Truth is, the people who put the time into creating the stuff that's in the package being discussed don't want it sold that way.

 

Isn't that enough?

 

It really should be, and that's the whole problem right there.

 

Akator has it right on -->repeat *none* of that material belongs to the person selling it. It doesn't matter how much time he put into the project, there is no legal justification *ever* for doing that.

 

You can't make the package and e-mail it, without somebody somewhere putting down some serious sweat to create the stuff, and so there has got to be some respect for that, or this will end badly for all involved.

 

Why not solve this old school and just try to not fuck each other over, keep this stuff under the radar, and we all have fun, huh?

 

Isn't there a quiet conversation that can happen, where this all just goes away, the right thing gets done, and we all move on? Damn right there is, so please go and do it.

 

Nobody even really has to know. Just go off and do it, and ask Al to help clean up the mess here when it's settled proper. Seriously.

 

Some of us will just put stuff out there, and it's fun and nobody cares. I did that, and I don't care. Others won't, and it's their right, and not something to judge them on. That's just how it is.

 

If this kind of thing is going to get serious --as in noticed, with actual official proceedings, or a big, ugly scene involving money, bad things are going to happen --the kind of bad things that nobody wants. And those bad things impact the scene in general, not just the Coleco part of it.

 

:)
************
From the passage about the package being sold, extract verbatim the stretch from "It really should" through "for all involved.".
************
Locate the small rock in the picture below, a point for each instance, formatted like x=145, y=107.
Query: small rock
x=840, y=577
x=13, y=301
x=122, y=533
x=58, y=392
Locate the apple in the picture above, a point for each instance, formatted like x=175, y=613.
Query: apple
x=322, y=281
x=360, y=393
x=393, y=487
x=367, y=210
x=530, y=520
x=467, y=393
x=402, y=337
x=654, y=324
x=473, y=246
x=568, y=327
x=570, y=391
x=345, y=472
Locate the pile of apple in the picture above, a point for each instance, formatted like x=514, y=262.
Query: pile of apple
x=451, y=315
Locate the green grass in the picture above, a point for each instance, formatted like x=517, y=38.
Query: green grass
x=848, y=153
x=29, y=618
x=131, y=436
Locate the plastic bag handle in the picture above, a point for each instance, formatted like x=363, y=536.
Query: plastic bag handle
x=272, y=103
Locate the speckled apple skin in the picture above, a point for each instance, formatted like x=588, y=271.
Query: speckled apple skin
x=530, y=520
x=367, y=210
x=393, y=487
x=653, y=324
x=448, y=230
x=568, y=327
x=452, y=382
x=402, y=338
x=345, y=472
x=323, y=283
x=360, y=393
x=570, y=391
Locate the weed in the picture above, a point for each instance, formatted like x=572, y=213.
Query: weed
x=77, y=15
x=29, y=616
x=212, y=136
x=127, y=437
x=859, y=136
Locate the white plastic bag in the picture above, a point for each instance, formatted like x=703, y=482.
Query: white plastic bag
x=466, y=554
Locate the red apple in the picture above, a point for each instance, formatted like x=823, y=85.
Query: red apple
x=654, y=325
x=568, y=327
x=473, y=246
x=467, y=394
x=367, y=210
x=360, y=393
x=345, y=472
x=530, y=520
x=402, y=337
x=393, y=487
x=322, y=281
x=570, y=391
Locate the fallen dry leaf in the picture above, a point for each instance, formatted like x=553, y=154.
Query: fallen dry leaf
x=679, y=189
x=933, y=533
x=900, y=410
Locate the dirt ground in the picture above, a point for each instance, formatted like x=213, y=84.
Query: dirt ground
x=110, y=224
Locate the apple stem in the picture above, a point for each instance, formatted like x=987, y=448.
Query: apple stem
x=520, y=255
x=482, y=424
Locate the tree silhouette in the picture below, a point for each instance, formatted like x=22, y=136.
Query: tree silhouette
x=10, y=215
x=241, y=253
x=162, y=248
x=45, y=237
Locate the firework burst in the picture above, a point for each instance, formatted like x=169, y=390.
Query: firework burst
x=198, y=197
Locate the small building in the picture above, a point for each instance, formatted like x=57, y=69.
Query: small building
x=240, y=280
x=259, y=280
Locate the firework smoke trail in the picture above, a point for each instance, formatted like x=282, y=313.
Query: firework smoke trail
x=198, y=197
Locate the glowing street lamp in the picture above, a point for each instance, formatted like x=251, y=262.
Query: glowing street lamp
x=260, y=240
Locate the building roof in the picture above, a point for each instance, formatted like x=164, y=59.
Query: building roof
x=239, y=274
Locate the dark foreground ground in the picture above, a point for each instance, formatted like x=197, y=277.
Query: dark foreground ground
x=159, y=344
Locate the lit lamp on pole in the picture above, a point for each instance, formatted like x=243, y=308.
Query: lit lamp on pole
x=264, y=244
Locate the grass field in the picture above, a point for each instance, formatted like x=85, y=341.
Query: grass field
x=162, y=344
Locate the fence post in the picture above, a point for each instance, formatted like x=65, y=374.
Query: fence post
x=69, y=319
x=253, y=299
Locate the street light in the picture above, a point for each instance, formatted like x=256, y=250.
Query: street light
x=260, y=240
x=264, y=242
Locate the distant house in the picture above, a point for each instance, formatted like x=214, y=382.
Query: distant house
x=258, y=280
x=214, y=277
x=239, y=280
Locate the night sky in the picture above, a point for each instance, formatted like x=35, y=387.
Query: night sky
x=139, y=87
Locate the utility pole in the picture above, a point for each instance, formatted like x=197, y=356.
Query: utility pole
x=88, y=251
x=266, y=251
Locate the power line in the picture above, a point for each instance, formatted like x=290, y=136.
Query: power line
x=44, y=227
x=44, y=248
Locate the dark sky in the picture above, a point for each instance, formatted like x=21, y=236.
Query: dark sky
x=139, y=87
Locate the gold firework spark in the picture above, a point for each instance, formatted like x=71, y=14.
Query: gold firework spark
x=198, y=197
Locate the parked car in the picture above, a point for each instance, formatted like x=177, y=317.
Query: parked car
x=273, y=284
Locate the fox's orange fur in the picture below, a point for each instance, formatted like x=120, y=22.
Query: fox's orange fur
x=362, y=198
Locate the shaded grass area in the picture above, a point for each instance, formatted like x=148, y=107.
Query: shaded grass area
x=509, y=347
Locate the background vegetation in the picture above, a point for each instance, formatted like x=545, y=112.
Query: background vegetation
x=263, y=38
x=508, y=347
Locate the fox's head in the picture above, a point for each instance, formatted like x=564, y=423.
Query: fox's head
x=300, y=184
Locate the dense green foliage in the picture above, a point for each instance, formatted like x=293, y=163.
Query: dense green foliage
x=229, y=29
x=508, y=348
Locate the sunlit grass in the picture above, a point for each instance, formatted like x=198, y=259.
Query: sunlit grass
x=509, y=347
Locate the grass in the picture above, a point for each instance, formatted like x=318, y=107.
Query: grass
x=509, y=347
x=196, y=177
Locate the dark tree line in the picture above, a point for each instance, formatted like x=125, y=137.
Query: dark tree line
************
RESPONSE TO THE EXERCISE =>
It really should be, and that's the whole problem right there.

 

Akator has it right on -->repeat *none* of that material belongs to the person selling it. It doesn't matter how much time he put into the project, there is no legal justification *ever* for doing that.

 

You can't make the package and e-mail it, without somebody somewhere putting down some serious sweat to create the stuff, and so there has got to be some respect for that, or this will end badly for all involved.